§ Your task: Reproduce the data below word for word, starting at the line containing "of the dense" and continuing through the end of the data.

§ Records from a collection:
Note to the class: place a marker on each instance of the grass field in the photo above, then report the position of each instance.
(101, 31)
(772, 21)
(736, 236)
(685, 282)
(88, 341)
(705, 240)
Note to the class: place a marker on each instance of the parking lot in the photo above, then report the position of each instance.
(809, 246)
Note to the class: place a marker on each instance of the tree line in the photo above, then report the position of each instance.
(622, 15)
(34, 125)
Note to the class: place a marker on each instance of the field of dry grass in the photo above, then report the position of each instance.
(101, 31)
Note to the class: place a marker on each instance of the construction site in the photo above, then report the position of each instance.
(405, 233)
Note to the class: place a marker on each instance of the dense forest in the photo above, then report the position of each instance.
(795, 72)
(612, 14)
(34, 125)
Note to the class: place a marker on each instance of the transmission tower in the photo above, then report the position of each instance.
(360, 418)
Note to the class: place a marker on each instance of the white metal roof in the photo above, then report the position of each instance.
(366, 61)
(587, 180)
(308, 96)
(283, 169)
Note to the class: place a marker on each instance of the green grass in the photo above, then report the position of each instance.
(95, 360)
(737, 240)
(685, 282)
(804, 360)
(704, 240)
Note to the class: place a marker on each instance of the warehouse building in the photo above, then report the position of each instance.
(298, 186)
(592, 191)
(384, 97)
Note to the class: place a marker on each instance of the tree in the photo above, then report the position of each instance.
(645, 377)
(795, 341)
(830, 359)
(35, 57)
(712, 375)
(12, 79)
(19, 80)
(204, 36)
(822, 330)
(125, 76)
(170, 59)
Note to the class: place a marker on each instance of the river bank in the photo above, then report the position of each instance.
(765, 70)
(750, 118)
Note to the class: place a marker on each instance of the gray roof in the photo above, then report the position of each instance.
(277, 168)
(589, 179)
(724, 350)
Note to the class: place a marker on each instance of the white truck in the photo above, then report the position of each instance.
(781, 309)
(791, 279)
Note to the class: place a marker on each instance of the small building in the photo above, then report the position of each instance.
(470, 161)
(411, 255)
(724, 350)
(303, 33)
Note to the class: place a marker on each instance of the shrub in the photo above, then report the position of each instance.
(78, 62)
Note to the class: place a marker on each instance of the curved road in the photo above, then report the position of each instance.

§ Output of the task:
Note to the class: place a marker on each instance of the dense forest in the photo above, then report the position of each instance.
(795, 72)
(612, 14)
(34, 125)
Note to the class: place a marker on each instance of the transmission tower in the photo above, then report the position of each instance.
(360, 418)
Note to the class: place a marker on each instance of the white metal roof in the photo above, then report the position of each instance.
(366, 61)
(587, 180)
(308, 96)
(283, 169)
Note to the class: place a marker on each instance of the green grass in the photo above, then report the position of each instance.
(95, 360)
(737, 240)
(685, 282)
(804, 360)
(704, 240)
Note to the class: place a marker on each instance of the warehouse building in the photo above, then report the position of each instance.
(298, 186)
(592, 191)
(384, 97)
Note to the class: place a marker on each instance of the tree in the photo above, then report the position of each instance.
(645, 377)
(795, 341)
(830, 359)
(35, 57)
(712, 375)
(12, 79)
(19, 80)
(204, 36)
(822, 330)
(125, 76)
(170, 59)
Note to the class: place a marker on each instance of the river bank in the photo above, then report the position of each instance.
(765, 70)
(750, 118)
Note to the class: place a marker on each instance of the gray roof in the photo above, then report the position of each instance.
(277, 168)
(589, 179)
(724, 350)
Note to the class: place a marker on each instance of the white truck in the photo above, then report the position of each instance.
(781, 309)
(791, 279)
Note to the class: place a marker on each instance of the small building in the photo above, then report the position of each instance.
(470, 161)
(411, 255)
(724, 350)
(303, 33)
Note to the class: place a marker on each instance of the shrub in the photo above, then report the position of each instance.
(78, 62)
Note to the class: place a marker on each instance of the curved road in the photo above, then report the position of each instance.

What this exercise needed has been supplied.